De acordo com o Presidente da UNITA, o governo do MPLA não respeita os direitos políticos dos cidadãos, não respeita o primado da Constituição e da Lei. De facto, o MPLA governa o país como se fosse sua propriedade privada. Os jovens só tem emprego se forem do MPLA. Os camponeses só recebem adubo se forem do MPLA, a justiça só funciona para o MPLA. O serviço público da rádio e televisão está ao serviço do MPLA.
Servindo-se da ocasião do 51º aniversário da fundação do seu Partido, o Presidente Isaías Samakuva reiterou o seu compromisso irreversível e incondicional com a paz e com a implantação de uma autêntica democracia em Angola. Falta saber quando é que isso irá acontecer, tal como falta saber se – nessa altura – a UNITA ainda existirá.
“É com orgulho que afirmo que a UNITA, desde o fim da guerra armada, jamais deixou de honrar esse sagrado compromisso com a nação angolana. A UNITA correspondeu às expectativas dos angolanos e deu provas inequívocas, ao longo desses 15 anos, da sua capacidade de virar a página do passado, para viver entre irmãos e de agir decididamente como uma força política comprometida com a construção da paz”, afirmou Samakuva.
É verdade. Os angolanos sabem que é verdade. Mas também sabem que nos últimos 15 anos a UNITA tem sido o bombo da festa, sendo ultrajada, defraudada, vilipendiada e excluída.

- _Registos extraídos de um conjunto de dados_
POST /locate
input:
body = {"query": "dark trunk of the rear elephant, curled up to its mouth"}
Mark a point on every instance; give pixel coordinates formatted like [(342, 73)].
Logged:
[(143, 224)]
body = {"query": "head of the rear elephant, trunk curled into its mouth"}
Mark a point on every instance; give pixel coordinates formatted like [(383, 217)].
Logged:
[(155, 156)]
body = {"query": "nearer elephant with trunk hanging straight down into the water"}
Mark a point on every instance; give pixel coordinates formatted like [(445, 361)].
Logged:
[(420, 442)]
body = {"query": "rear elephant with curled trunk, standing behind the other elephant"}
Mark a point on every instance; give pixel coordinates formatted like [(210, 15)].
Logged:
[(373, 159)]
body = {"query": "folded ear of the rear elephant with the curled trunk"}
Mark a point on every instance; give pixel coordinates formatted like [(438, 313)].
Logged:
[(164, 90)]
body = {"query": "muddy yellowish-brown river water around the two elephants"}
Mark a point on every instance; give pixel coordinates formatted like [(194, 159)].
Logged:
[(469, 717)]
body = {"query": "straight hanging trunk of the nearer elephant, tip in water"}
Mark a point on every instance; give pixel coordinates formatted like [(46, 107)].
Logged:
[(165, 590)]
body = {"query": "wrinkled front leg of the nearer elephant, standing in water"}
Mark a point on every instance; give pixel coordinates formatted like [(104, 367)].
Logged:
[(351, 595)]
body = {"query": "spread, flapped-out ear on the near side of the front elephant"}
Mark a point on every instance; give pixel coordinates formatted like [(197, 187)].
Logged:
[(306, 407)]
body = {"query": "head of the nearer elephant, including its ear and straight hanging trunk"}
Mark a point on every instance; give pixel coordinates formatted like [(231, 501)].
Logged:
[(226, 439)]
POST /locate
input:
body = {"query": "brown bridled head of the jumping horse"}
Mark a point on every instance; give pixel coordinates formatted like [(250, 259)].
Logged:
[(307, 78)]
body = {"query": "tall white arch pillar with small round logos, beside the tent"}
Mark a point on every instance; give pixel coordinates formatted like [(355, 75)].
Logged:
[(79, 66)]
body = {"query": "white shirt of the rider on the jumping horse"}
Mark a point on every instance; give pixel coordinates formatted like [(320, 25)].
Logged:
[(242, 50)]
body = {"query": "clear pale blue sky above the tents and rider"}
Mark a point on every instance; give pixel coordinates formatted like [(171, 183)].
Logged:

- _ENUNCIADO DA TAREFA_
Transcreva o trecho do texto sobre a UNITA entre "De acordo com" e "UNITA ainda existirá.", inclusive.

- _RESPOSTA DA TAREFA_
De acordo com o Presidente da UNITA, o governo do MPLA não respeita os direitos políticos dos cidadãos, não respeita o primado da Constituição e da Lei. De facto, o MPLA governa o país como se fosse sua propriedade privada. Os jovens só tem emprego se forem do MPLA. Os camponeses só recebem adubo se forem do MPLA, a justiça só funciona para o MPLA. O serviço público da rádio e televisão está ao serviço do MPLA.
Servindo-se da ocasião do 51º aniversário da fundação do seu Partido, o Presidente Isaías Samakuva reiterou o seu compromisso irreversível e incondicional com a paz e com a implantação de uma autêntica democracia em Angola. Falta saber quando é que isso irá acontecer, tal como falta saber se – nessa altura – a UNITA ainda existirá.